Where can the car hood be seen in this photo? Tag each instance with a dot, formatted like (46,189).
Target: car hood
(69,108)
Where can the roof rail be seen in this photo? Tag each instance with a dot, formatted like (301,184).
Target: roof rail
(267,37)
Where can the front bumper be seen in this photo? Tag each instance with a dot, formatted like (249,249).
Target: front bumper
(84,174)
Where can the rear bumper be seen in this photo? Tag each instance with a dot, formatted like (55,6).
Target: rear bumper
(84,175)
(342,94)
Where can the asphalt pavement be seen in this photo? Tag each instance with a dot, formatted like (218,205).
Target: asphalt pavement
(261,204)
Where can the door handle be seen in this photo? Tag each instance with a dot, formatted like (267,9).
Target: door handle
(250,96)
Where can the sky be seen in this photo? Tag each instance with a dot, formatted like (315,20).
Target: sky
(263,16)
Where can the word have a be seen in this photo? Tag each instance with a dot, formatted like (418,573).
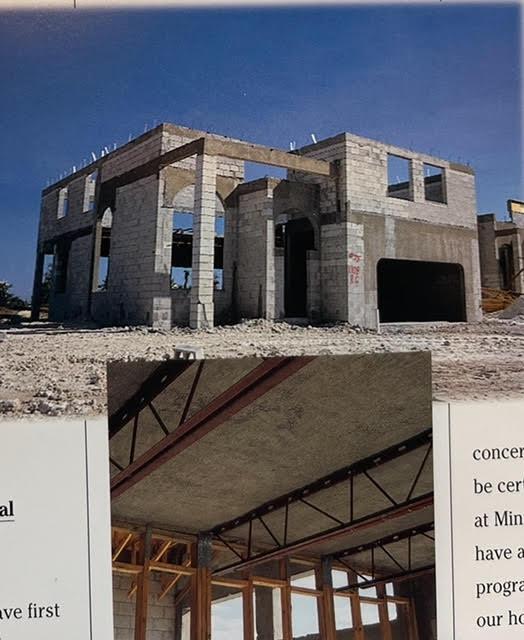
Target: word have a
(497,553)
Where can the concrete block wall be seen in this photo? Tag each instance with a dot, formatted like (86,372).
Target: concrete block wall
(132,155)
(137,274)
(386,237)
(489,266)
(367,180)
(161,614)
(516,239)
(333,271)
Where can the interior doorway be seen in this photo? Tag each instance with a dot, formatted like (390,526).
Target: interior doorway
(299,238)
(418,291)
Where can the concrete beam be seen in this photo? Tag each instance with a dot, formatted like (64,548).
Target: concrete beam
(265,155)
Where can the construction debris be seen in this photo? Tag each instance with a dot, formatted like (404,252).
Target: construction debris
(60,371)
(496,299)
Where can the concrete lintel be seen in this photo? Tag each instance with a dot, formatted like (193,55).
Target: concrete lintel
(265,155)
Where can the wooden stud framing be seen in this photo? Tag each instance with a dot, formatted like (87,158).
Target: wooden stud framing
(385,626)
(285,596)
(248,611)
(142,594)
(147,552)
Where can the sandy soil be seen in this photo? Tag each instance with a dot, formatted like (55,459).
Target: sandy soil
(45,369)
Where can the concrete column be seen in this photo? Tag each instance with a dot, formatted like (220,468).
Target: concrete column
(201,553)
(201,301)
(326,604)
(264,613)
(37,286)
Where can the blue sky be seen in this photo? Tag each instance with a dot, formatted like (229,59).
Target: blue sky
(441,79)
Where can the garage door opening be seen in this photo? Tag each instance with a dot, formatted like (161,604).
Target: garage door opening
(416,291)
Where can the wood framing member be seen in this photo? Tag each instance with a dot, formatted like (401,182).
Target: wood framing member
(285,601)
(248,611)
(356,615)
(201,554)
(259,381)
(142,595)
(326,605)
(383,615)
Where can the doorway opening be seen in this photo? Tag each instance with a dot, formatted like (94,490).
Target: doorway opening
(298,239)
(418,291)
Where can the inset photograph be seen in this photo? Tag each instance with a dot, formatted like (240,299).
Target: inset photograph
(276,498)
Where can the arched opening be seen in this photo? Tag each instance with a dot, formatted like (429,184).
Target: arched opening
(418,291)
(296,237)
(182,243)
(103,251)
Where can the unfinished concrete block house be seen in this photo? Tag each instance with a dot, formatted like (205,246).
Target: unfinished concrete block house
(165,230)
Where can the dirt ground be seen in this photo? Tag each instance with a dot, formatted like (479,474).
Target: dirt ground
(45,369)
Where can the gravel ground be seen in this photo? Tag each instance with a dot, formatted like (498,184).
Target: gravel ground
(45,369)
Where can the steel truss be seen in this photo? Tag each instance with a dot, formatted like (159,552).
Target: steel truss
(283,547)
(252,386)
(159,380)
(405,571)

WORK TO DO. Copy every one of the records above word for word, leaving the pictures out.

RESULT BELOW.
Where can the car hood be seen in this photo? Tag each instance with a dot, formatted like (46,189).
Target: car hood
(69,108)
Where can the roof rail be seen in this photo? Tag each instance with a dot, formatted like (301,184).
Target: roof rail
(267,37)
Where can the front bumper be seen in this photo? Tag each instance with a dot, formatted like (249,249).
Target: front bumper
(84,174)
Where can the rear bumper be seen in this photo? Tag each instance with a dot, formatted like (55,6).
Target: rear bumper
(84,175)
(342,94)
Where can the asphalt pavement be seen in this photo? Tag each instance with a dot, formatted like (218,205).
Target: asphalt pavement
(261,204)
Where can the door handle be seen in this photo? Tag each instance with a dot, formatted like (267,9).
Target: door handle
(250,96)
Where can the sky be seen in this photo? Tag each instance with a dot, formatted like (315,20).
Target: sky
(263,16)
Where can the word have a be seen in this photo? Tag each instance with a dot, formatted like (418,573).
Target: word have a
(497,553)
Where can the concrete block wall be seen in this photo? Tag each instance with a dot, formatted like (86,372).
Target: concrete block wall
(132,155)
(137,274)
(386,237)
(489,266)
(367,180)
(161,614)
(516,239)
(333,271)
Where can the interior doorway be seen in this photo? Tag each instance with a dot, formatted like (390,526).
Target: interior doorway
(299,238)
(418,291)
Where can the concrete beam be seen in this photo? Tag each instance with a dot, formatted like (64,548).
Target: concrete beam
(265,155)
Where can the construction debris be seen in this photo? Tag each instance with a dot, formatted like (404,252).
Target: construction debris
(60,371)
(496,299)
Where can the concrete lintel be seen in this photo? Tag each instance with a dot, formatted like (193,55).
Target: concrete lintel
(265,155)
Where can the wooden stud framing be seen in this photo? Tag each instance with a dot, formatted like (87,158).
Target: wooden stud framing
(385,626)
(285,596)
(248,611)
(142,594)
(147,552)
Where can the sandy soil be seen in this photo? Tag each instance with a dot, formatted like (55,459).
Target: sandy soil
(45,369)
Where can the concrete column be seen in this photo? Tag each instance with a dot, formatted like (220,468).
Target: concrete column
(201,553)
(201,301)
(326,604)
(264,613)
(37,286)
Where can the blue sky be seen in this photo? Tag each instance with a dot, formatted like (229,59).
Target: blue sky
(441,79)
Where can the garage door opening be seen in this photo? Tag each instance with a dot, formatted like (161,604).
Target: garage door opening
(416,291)
Where can the wood framing member be seen in this photo? Tag each instance with a dot, formatted like (401,182).
Target: wood framing member
(285,601)
(248,611)
(356,615)
(201,554)
(259,381)
(142,595)
(326,605)
(383,615)
Where can the doorway opening be seen in this photo? Tag each instance with a dot, formatted like (94,490).
Target: doorway opening
(298,239)
(418,291)
Where can the inset photograph be seen in this photo? Tag each instance with a dot, formatted like (240,299).
Target: inset photograph
(276,498)
Where can the arched opening be seen in this photo? Tag each instance with a dot, formatted like (429,184).
Target: arched opening
(418,291)
(296,237)
(182,243)
(103,251)
Where can the unfinished concrete block house be seen in this photo? Tag each instance with a dot, formatted like (205,246).
Target: unfinished concrete block house
(165,230)
Where can the dirt ground be seen in this photo? Tag each instance with a dot, formatted like (479,474).
Target: dirt ground
(45,369)
Where can the gravel ground be seen in this photo? Tag each instance with a dot, formatted like (498,184).
Target: gravel ground
(45,369)
Where can the steel truss be seen in this photo? Tag each instance with a dot, formatted like (159,552).
Target: steel truss
(283,547)
(252,386)
(159,380)
(405,571)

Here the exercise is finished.